Your goal:
Select every line of the records that contains the word "dense" and copy each of those lines.

Records for the exercise:

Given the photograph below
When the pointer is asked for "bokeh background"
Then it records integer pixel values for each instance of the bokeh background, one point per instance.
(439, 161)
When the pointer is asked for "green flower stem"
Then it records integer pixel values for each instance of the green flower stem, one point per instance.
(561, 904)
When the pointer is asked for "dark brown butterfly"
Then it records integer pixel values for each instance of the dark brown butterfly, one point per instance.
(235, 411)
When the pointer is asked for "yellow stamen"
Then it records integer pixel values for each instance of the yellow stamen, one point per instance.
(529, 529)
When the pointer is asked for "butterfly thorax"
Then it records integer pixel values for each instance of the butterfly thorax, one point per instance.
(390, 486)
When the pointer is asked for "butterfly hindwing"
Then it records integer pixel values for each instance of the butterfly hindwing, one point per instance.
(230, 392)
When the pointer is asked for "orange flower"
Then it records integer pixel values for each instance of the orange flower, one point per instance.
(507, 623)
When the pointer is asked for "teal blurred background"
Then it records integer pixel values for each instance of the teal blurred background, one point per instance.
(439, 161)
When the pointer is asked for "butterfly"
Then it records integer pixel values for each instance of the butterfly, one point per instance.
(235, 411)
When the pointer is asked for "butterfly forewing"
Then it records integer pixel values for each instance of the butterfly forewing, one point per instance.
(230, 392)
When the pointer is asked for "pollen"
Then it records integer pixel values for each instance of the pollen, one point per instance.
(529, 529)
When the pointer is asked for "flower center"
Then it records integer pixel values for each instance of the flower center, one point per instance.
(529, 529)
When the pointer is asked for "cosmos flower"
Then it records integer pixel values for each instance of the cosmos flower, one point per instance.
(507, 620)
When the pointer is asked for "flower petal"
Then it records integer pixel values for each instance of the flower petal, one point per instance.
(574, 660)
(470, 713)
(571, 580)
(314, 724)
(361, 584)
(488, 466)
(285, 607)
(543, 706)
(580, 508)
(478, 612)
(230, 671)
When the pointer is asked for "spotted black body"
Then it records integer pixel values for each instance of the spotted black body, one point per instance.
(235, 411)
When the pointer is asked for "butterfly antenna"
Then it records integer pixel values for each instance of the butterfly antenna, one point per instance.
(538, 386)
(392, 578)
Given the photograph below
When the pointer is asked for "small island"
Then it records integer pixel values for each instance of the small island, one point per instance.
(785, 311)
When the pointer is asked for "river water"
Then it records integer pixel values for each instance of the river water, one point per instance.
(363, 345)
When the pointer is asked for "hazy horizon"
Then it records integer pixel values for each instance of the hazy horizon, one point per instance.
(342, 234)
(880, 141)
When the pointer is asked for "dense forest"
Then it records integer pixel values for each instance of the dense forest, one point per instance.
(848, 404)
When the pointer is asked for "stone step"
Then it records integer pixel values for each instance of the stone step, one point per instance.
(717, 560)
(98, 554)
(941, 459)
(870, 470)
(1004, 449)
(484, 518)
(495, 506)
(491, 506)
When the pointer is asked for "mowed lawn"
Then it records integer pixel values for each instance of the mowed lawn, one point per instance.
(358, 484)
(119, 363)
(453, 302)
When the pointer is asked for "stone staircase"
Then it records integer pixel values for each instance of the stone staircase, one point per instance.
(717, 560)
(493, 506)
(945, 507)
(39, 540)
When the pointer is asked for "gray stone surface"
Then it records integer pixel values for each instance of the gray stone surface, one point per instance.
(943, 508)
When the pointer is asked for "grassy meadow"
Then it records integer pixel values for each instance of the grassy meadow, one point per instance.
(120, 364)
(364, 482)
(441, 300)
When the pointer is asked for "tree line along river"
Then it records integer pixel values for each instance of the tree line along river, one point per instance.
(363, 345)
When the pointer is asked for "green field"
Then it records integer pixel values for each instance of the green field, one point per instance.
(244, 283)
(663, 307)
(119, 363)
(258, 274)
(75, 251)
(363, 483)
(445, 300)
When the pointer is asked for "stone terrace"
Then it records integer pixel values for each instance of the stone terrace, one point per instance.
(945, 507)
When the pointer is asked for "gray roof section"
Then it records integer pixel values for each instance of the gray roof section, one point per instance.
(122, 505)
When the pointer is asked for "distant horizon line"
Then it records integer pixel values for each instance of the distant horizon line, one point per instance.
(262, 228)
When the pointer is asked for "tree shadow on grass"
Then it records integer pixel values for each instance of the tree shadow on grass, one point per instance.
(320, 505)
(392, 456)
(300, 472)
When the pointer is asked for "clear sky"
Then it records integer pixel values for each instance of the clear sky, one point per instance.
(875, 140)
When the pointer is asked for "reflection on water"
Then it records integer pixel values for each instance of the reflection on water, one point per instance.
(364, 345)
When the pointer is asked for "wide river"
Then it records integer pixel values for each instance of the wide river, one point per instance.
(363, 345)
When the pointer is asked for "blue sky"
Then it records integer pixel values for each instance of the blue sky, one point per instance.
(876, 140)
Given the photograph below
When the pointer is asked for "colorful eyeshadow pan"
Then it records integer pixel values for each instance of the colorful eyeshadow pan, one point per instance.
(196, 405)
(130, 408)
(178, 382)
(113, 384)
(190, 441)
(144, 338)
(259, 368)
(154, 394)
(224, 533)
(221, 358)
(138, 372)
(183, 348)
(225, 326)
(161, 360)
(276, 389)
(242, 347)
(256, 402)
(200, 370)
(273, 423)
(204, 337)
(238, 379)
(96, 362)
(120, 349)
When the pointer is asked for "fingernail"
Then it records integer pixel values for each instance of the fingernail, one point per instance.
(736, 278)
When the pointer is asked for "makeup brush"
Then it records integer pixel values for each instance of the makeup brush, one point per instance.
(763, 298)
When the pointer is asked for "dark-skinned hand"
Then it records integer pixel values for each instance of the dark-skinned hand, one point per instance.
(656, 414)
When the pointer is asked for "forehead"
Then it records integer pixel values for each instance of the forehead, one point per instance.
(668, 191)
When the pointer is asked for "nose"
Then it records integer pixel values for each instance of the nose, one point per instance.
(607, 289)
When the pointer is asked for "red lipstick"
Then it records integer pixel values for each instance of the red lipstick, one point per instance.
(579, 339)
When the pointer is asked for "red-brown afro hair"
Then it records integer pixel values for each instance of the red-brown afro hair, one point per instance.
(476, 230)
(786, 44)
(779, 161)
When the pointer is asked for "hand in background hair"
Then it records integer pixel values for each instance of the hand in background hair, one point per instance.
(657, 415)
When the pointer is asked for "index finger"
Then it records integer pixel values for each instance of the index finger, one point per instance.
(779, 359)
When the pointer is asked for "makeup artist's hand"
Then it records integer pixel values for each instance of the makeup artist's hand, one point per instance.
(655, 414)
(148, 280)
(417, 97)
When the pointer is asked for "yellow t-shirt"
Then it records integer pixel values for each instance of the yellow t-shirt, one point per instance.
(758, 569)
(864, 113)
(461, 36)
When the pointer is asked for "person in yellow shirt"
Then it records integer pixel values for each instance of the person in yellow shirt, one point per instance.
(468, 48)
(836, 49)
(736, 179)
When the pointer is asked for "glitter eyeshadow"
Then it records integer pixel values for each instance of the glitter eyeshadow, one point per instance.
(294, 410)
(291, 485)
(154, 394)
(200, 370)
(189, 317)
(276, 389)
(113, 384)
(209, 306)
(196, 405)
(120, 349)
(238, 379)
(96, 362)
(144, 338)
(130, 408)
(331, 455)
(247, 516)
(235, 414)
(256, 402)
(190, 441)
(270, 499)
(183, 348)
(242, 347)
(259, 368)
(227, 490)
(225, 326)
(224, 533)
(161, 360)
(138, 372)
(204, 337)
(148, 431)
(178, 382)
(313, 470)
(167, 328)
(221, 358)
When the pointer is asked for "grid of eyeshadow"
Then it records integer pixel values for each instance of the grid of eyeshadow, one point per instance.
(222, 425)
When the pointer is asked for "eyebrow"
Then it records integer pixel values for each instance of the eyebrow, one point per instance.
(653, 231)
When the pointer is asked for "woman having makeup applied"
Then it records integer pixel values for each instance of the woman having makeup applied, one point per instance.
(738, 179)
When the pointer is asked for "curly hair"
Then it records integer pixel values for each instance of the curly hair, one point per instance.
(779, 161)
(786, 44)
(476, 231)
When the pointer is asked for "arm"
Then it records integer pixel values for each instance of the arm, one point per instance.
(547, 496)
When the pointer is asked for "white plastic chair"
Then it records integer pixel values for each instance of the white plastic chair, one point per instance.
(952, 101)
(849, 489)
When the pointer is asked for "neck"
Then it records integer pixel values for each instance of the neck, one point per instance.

Solution to this exercise:
When the pointer is asked for "dense forest"
Then it records integer pixel values for each instance of the dense forest, one point per instance.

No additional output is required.